▶ What the exercise asks
Begin with the line that has "Task: mark the horizon". Give it and every line after it again, exactly, through the end of the entries below.
****************
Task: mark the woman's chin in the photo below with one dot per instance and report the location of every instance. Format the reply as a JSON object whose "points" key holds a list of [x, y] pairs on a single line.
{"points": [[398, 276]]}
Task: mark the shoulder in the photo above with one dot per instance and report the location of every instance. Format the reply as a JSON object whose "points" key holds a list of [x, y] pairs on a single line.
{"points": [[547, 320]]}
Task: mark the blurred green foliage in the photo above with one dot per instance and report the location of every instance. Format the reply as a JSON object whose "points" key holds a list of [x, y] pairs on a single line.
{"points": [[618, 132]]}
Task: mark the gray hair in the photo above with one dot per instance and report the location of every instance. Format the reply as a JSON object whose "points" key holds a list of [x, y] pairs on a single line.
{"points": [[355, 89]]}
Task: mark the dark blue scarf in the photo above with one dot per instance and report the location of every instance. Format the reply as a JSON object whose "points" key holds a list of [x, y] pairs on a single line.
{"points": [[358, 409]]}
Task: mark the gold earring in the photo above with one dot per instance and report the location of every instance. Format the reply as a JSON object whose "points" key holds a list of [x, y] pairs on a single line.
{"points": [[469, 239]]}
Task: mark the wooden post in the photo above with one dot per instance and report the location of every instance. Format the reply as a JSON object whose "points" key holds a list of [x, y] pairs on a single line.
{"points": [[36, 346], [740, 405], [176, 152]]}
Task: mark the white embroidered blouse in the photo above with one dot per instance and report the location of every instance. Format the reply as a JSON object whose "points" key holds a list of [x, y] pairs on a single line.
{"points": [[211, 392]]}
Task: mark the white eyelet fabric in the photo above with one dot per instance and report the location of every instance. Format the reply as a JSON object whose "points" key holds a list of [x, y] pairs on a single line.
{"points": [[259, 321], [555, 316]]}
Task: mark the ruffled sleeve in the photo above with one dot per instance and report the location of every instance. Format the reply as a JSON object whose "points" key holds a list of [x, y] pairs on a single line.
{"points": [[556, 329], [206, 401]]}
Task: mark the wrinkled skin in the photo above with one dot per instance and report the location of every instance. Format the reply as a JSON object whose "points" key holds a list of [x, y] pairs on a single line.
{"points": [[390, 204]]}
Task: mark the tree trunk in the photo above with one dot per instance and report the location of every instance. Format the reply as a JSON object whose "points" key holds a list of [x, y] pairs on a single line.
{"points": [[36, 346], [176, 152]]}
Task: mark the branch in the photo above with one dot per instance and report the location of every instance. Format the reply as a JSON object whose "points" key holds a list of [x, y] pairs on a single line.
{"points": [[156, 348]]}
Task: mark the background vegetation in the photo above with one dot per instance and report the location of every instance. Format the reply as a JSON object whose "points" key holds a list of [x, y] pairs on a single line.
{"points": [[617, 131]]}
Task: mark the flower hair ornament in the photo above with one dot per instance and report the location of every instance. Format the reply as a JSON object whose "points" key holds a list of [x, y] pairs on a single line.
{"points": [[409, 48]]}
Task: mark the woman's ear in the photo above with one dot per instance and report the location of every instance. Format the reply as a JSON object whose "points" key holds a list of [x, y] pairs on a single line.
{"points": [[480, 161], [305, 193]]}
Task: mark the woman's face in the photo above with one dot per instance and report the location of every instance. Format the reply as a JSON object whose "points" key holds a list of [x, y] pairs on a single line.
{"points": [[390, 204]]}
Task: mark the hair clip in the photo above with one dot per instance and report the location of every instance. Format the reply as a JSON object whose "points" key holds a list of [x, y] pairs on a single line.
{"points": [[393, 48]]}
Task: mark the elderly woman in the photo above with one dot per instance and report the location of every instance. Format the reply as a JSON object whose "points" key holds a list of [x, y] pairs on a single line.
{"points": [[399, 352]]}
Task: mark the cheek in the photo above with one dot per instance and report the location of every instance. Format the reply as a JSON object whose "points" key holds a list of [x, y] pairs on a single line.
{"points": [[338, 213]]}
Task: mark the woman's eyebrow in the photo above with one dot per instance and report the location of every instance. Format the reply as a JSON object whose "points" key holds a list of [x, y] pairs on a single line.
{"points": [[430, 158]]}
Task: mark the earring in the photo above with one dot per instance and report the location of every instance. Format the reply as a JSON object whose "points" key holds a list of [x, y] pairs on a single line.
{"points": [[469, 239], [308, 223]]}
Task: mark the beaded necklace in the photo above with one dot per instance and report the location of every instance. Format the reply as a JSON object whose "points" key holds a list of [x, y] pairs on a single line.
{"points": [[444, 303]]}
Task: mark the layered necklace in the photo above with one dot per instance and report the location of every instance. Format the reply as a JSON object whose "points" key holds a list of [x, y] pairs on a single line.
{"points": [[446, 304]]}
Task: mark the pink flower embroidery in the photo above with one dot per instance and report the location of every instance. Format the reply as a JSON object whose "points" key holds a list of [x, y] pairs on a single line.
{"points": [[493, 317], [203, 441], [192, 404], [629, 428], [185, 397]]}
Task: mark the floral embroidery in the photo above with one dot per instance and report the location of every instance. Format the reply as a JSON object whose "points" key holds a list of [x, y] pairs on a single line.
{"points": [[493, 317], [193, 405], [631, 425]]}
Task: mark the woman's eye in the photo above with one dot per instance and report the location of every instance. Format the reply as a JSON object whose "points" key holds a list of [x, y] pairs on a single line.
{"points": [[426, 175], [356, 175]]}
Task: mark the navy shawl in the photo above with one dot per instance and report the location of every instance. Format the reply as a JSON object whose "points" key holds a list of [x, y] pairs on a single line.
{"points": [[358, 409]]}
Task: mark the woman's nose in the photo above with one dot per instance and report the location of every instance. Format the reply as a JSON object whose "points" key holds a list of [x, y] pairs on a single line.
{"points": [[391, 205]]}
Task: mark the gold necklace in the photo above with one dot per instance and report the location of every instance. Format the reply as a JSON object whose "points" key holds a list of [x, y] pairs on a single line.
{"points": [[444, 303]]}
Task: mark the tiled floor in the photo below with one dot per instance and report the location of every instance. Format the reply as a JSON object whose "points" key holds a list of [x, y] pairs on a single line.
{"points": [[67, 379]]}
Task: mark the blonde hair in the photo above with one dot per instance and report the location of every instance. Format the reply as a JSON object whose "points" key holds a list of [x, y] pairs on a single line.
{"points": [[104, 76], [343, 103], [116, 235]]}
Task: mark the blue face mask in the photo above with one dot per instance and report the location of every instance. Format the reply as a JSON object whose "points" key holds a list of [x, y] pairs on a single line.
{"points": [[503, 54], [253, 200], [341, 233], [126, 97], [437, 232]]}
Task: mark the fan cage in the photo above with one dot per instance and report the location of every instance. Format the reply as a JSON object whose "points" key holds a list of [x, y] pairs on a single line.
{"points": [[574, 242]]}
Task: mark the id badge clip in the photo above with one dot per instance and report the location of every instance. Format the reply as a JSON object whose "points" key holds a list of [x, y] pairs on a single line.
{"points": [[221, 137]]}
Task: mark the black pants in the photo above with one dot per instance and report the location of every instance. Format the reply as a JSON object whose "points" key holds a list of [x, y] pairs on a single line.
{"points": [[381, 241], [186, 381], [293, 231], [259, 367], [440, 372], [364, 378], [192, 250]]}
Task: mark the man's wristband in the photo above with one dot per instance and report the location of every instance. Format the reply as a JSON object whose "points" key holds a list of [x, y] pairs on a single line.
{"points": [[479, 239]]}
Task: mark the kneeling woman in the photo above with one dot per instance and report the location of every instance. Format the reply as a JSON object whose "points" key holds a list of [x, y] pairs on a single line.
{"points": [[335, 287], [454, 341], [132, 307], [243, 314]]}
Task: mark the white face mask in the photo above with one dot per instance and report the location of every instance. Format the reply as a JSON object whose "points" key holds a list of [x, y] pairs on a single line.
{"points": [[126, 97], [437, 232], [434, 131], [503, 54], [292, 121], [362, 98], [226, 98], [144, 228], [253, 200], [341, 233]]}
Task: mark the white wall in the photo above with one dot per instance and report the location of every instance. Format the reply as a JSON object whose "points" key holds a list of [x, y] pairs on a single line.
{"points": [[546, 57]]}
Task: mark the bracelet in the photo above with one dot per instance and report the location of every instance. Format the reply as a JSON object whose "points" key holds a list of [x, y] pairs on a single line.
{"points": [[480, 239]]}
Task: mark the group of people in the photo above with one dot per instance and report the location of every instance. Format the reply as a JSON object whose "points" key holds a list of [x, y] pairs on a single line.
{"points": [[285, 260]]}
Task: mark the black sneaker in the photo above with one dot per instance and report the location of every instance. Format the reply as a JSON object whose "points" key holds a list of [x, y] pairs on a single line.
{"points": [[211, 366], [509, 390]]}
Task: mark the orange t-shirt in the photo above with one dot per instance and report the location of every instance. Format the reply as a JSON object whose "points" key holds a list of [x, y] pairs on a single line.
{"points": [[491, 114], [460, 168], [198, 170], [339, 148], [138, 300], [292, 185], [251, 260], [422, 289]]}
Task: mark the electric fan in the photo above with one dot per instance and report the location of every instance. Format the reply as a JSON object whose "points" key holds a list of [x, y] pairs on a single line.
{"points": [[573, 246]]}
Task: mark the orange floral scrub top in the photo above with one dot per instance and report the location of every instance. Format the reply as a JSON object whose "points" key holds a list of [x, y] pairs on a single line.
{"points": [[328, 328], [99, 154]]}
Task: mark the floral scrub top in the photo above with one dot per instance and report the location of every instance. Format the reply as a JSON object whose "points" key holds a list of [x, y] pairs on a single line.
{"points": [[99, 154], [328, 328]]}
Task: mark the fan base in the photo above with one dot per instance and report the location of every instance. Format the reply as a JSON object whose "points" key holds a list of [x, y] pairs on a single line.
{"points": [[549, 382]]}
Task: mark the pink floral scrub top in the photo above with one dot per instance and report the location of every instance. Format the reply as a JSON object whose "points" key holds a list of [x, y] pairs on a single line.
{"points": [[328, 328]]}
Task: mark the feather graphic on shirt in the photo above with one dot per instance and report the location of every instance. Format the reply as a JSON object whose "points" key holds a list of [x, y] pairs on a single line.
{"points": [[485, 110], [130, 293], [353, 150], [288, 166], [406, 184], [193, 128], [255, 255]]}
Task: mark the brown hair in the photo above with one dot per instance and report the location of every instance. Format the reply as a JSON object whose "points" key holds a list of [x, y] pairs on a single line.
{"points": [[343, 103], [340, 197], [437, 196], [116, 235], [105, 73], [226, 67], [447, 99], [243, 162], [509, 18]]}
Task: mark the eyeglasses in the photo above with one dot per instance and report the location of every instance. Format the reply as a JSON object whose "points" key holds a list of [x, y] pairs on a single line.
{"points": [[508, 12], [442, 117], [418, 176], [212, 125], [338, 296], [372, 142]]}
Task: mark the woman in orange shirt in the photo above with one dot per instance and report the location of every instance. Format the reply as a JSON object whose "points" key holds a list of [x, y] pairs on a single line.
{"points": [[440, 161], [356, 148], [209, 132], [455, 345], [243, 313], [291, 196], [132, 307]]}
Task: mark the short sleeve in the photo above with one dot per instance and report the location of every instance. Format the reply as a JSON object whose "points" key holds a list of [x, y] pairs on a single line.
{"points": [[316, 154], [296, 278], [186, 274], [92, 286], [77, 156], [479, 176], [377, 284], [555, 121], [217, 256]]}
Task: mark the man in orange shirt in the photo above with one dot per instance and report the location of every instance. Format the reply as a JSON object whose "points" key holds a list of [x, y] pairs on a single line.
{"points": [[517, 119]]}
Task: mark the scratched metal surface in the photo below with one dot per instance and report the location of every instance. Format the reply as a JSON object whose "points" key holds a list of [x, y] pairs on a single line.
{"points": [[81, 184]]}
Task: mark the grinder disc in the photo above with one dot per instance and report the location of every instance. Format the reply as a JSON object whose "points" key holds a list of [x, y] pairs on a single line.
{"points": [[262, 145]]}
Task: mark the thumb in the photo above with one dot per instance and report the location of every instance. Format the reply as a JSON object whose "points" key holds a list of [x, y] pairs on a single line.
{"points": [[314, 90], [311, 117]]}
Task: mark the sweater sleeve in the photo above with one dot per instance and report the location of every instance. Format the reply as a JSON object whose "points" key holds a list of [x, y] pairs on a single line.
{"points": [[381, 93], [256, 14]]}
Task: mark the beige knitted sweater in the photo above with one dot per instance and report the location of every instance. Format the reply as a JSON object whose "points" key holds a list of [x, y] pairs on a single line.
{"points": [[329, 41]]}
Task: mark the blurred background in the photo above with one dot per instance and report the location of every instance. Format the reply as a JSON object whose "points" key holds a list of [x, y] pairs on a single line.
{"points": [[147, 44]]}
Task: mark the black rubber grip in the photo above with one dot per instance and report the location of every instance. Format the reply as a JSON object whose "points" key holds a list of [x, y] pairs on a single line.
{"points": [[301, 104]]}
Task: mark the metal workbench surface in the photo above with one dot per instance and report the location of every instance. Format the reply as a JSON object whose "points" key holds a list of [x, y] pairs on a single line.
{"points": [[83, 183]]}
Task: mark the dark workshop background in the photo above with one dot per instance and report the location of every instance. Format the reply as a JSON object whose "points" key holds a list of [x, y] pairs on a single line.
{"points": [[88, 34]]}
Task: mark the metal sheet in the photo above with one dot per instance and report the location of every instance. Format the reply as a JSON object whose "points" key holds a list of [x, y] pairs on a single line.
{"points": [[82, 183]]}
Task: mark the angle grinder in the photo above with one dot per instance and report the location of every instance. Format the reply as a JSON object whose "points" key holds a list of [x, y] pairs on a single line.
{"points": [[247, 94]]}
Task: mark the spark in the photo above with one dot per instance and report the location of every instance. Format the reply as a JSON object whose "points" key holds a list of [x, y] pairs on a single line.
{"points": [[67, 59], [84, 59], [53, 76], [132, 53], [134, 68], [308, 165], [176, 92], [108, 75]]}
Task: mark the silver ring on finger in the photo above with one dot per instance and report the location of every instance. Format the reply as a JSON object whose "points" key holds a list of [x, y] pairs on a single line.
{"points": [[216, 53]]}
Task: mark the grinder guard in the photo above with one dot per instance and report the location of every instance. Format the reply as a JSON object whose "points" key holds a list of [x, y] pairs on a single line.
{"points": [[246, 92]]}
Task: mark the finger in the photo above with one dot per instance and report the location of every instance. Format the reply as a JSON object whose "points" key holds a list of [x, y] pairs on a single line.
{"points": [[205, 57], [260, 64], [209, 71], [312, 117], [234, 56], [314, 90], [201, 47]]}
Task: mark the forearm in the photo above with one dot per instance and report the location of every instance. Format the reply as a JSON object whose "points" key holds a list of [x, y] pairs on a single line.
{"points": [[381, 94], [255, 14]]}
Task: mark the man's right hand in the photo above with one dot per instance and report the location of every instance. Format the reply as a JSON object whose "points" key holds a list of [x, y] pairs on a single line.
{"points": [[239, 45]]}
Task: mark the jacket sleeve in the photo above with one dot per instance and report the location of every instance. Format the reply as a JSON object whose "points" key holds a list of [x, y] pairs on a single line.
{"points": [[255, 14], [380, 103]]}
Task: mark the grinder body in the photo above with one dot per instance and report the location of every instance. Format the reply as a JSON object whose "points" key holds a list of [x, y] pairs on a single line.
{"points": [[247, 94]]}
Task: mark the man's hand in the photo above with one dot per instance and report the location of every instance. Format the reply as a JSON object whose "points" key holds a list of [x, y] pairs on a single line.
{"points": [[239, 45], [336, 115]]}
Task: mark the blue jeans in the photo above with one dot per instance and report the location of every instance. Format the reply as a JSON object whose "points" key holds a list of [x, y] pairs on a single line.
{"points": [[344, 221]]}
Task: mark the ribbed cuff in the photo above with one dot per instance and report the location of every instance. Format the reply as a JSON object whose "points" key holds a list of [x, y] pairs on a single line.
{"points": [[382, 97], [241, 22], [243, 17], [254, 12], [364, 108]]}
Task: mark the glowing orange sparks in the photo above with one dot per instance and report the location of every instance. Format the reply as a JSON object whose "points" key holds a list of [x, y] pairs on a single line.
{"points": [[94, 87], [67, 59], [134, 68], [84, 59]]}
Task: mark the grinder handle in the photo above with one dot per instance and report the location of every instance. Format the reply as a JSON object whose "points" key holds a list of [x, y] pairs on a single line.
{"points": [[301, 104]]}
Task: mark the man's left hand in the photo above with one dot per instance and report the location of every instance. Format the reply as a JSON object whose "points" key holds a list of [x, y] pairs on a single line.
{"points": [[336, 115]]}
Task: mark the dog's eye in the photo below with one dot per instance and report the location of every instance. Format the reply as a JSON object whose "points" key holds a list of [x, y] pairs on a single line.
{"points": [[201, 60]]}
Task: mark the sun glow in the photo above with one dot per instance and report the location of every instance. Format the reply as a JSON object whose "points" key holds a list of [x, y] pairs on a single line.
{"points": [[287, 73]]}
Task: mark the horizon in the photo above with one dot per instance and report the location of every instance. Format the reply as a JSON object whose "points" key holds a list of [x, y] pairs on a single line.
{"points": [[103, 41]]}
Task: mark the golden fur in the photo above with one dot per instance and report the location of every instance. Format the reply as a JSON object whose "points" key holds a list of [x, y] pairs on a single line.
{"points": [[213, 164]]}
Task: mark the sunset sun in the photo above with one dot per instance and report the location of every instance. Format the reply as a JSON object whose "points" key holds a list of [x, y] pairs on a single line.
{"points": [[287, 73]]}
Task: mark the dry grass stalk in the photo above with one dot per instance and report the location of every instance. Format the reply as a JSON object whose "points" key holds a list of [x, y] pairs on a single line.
****************
▶ Exercise response
Task: mark the horizon in the photo above with one dot per instance and report the location of every instance. Format the reply as a JSON object whose "points" key holds a list of [x, y] pairs on a single line.
{"points": [[103, 41]]}
Task: mark the golden fur in the photo above with one dot per instance and report the location of every instance. Format the reply as a JSON object whose "points" key holds a list of [x, y] pairs on a single line.
{"points": [[213, 164]]}
Task: mark the sunset sun in the photo above with one dot per instance and report the location of every instance. Format the reply as a JSON object whose "points" key holds a list of [x, y] pairs on a single line.
{"points": [[287, 73]]}
Task: mark the dry grass stalk in the photo above with one dot per instance and report the location of every instance. Format the reply as a JSON object whose "points" key holds a list of [x, y] pairs on a single line.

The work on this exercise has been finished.